Exercise requirements = Put every line of the items below into a numbered list, skipping blank lines and leaving the pictures out.

+-------+

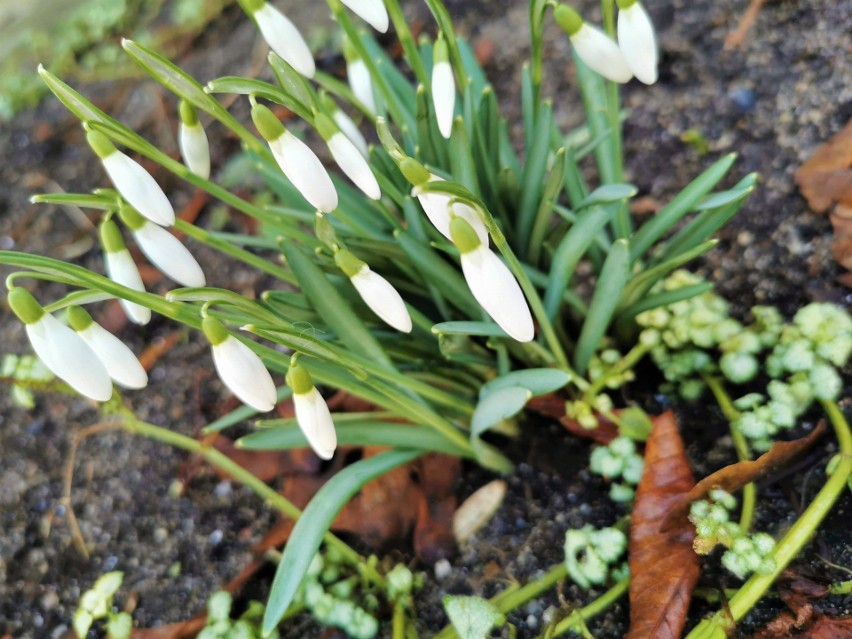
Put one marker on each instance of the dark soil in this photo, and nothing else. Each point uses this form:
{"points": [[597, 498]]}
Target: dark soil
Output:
{"points": [[773, 101]]}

+-------+

Task output =
1. Put one marker on each instance of the dark soil in this photo, and nothing else. Each point uses this form:
2. {"points": [[597, 498]]}
3. Target: dark soil
4. Output:
5. {"points": [[773, 101]]}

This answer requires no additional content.